Task brief: Output the records that follow, with every character intact.

Input records:

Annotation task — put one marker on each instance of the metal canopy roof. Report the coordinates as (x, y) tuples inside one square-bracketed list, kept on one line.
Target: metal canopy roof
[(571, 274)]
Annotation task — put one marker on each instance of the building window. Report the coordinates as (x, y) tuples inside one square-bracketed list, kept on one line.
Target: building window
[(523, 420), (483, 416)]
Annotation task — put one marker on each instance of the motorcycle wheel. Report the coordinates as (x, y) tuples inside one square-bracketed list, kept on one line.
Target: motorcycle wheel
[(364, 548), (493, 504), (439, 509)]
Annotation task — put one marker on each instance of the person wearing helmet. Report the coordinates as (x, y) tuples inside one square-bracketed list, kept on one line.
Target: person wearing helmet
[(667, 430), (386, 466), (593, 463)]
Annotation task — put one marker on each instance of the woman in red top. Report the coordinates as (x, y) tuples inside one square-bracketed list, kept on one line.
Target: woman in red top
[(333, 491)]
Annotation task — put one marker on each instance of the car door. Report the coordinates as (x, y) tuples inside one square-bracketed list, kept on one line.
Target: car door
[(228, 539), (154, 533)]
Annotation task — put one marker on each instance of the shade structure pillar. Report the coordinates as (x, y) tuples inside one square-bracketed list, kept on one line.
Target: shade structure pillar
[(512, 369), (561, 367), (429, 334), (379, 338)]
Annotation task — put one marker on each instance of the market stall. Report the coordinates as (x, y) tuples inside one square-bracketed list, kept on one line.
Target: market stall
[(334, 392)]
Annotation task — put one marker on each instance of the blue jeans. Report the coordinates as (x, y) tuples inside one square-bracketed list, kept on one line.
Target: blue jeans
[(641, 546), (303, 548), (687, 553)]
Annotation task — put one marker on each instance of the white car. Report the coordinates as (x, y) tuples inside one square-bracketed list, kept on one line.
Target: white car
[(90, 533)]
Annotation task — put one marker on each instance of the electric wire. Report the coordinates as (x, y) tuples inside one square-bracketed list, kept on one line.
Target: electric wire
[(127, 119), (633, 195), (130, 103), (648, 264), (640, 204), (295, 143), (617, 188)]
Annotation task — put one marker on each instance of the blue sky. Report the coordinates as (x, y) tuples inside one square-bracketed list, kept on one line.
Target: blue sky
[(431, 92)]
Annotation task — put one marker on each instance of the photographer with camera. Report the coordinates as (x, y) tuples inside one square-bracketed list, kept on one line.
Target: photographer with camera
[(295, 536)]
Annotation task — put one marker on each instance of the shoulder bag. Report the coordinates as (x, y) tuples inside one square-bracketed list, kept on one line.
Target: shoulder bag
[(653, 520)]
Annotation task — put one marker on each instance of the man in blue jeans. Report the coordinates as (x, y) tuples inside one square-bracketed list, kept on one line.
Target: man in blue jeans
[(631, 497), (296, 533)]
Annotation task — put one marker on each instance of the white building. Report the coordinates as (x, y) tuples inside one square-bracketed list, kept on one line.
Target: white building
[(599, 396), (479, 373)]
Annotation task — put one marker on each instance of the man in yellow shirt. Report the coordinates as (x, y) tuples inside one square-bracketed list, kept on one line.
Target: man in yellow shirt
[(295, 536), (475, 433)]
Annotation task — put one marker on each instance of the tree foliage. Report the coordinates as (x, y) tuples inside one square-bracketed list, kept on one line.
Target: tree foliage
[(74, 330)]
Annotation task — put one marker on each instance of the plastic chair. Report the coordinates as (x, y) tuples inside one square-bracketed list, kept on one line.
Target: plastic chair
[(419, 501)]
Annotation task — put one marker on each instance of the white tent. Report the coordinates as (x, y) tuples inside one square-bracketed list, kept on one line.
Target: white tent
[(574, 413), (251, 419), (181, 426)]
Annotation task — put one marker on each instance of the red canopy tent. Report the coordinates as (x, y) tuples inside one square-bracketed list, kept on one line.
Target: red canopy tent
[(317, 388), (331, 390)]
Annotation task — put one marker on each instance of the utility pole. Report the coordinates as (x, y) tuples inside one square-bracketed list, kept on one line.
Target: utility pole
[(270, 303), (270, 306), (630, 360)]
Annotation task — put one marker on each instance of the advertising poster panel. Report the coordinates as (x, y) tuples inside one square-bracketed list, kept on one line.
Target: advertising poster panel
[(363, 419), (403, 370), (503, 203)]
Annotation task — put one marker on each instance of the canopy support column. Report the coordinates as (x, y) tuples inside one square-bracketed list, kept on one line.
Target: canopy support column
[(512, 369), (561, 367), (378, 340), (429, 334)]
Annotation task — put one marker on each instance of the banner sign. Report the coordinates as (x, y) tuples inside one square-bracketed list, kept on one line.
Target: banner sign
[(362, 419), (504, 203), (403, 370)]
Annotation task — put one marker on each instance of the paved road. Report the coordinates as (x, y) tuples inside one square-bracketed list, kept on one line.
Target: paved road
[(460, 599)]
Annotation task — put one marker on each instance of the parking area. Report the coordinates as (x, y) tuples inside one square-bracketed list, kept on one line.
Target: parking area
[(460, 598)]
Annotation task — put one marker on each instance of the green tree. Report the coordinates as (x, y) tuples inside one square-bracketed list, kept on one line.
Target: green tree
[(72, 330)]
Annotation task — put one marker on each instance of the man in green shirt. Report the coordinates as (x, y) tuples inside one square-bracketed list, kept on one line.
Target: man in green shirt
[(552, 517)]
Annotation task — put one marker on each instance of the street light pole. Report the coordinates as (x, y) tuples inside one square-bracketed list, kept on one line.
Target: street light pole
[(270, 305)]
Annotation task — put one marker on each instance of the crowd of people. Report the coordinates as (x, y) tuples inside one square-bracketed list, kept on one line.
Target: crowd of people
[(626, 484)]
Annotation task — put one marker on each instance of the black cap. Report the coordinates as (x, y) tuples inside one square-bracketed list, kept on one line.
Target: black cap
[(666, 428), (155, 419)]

Output of the task:
Annotation task — put one marker on each instance of the metal canopy roof. Report the coordinates as (x, y) tuples inside one square-bracketed list, kept on one line.
Target: metal canopy roof
[(571, 274)]
Annotation task — put one marker on each instance of the building window. Report the coordinates as (x, y) tuples inside one square-bracketed list, kept on one line.
Target: building window
[(523, 420), (483, 416)]
Annotation task — put one marker on each instance of the motorcycle wheel. Report the coordinates as (x, y) tuples inside one square-bracketed list, kept on one line.
Target: motorcycle wheel
[(364, 548), (493, 504), (439, 509)]
Annotation task — put one marker on each instance of the person wearing helmet. Report the coordinates as (x, y) tuples inside one square-bracketed list, kept on one line.
Target: person wearing helmet
[(667, 430), (386, 466), (593, 463)]
Annotation task — put one marker on each instance of the woman in red top. Report the coordinates as (x, y) tuples inside one square-bracketed list, kept on one line.
Target: woman in red top
[(333, 491)]
Annotation task — put one marker on each instance of the car door. Report the coordinates as (x, y) tuples inside one square-bracketed list, kept on one line.
Target: car door
[(228, 539), (154, 533)]
Annotation task — put one marker on each instance of the shade structure pillar. Report the coordinates as (x, y) tuples inside one square-bracketed list, kept on one line.
Target: shade structure pillar
[(512, 369), (561, 367), (429, 334), (379, 338)]
Annotation task — put one marker on each instance of the market stall. Report the coordinates as (x, y) tuples inside one square-bracketed list, kept on one line.
Target: market stall
[(334, 392)]
Annotation task — put one marker on each instance of the blue jeans. Report the coordinates as (x, y) tuples inside one square-bracketed list, kept on one line.
Target: blue jeans
[(641, 546), (303, 548), (687, 553)]
Annotation task — put one marker on each instance of the white car. Report the coordinates as (x, y) tuples inside one square-bracketed list, kept on one line.
Target: white car
[(90, 533)]
Annotation task — put one marker on each instance of the electric wire. Report the coordinates as (x, y) tuples inside one square-bracketed list, kept on one line.
Target: electric wire
[(127, 119), (633, 195), (130, 103), (648, 264), (640, 204), (295, 143), (617, 188)]
Annotation task — put one marker on each instance of the blue sky. Report the coordinates as (x, y) tuples inside one square-bracketed list, kept on one line.
Target: blue sky
[(431, 92)]
Annotation task — put one marker on each instance of the photographer with camera. Report the coordinates as (x, y) tuples inside one square-bracketed list, kept on one line.
Target: photographer with camera
[(295, 536)]
Annotation task — put one marker on each instance of the shoulder bag. Report the coordinates as (x, y) tuples inside one square-bracketed list, kept on one line.
Target: shoulder bag
[(653, 520)]
Annotation task — put one marker on each instance of the man in blue jeans. Report the coordinates as (x, y) tuples inside one square-bracketed list, kept on one line.
Target: man in blue jeans
[(631, 497), (296, 533)]
Annotation task — put one marker on each instance of the white building. Report the coordinates as (x, y) tuples inside one square-bracketed list, kept on one line.
Target: white building
[(599, 396), (479, 373)]
Annotation task — put one marker on each instance of the man in yellow shirt. Report the coordinates as (x, y) tuples inside one square-bracketed list, kept on one line.
Target: man in yellow shirt
[(295, 536), (475, 433)]
Annotation task — put one marker on each instance of the tree foliage. Report the coordinates as (x, y) tuples inside one square-bracketed list, kept on one line.
Target: tree foliage
[(74, 330)]
Annotation task — put one marker on each instance of the plastic chair. Report the coordinates as (x, y) tuples inside one square-bracketed list, kept on one line.
Target: plastic chair
[(419, 501)]
Annotation task — put one marker on each instance of the white tent. Report the coordinates as (x, y) tuples inside one square-bracketed list, kept on one line.
Target: white tent
[(574, 413), (251, 419), (181, 426)]
Annotation task — put one marker on each instance of the red canopy tent. Report the coordinates as (x, y) tuples inside one square-bracketed list, kept on one line.
Target: red canopy tent
[(317, 388), (331, 390)]
Annotation task — put one marker on each instance of the utility pole. Report the coordinates as (x, y) tuples inside one square-bracketed list, kept on one line.
Target: utility pole
[(270, 303), (270, 306), (630, 360)]
Annotation task — put one marker on each instance of the advertising poster panel. Report the coordinates as (x, y) tuples inside one square-bracketed list, kept on one line.
Target: advertising poster panel
[(363, 419), (403, 370), (503, 203)]
Annotation task — put one marker on each instance of the canopy support column. Report the coordinates as (x, y) tuples inside one square-bracketed list, kept on one line.
Target: canopy support column
[(512, 369), (561, 367), (378, 340), (429, 334)]
Annotation task — put one marker on each instance of the banner sign. Report the coordinates as (x, y) tuples inside one square-bracketed list, kept on one line.
Target: banner sign
[(362, 419), (504, 203), (403, 370)]
Annotation task — put one marker on each instance of the paved road. Report the coordinates as (x, y) tuples inside one square-bracketed list, kept on one line.
Target: paved road
[(460, 599)]
Annotation task — put one marker on each instance of the parking area. Report the coordinates as (x, y) tuples inside one square-bracketed list, kept on one line.
Target: parking area
[(460, 598)]
Annotation task — put one marker on each instance of the green tree. Report the coordinates as (x, y) tuples inside one square-bracketed list, kept on one line.
Target: green tree
[(72, 330)]
Annotation task — put one marker on each instance of the man in green shirt. Report the coordinates as (x, y) tuples inside one square-bracketed list, kept on one line.
Target: man in green shirt
[(552, 517)]
Annotation task — put one marker on each instance of the street light pole. Report the coordinates as (x, y) tuples inside one square-bracketed list, kept on one line.
Target: street light pole
[(270, 305)]
Annotation task — put one marker on each instance of the crowd of people. Report the coordinates as (x, y) tuples inside one square-bracketed list, kept on one line.
Target: crowd of people
[(626, 484)]
Annotation task — put one marker on each instance of the black cap. Report the coordinates as (x, y) tuples inside one square-bracketed list, kept on one line.
Target: black cap
[(666, 428), (155, 419)]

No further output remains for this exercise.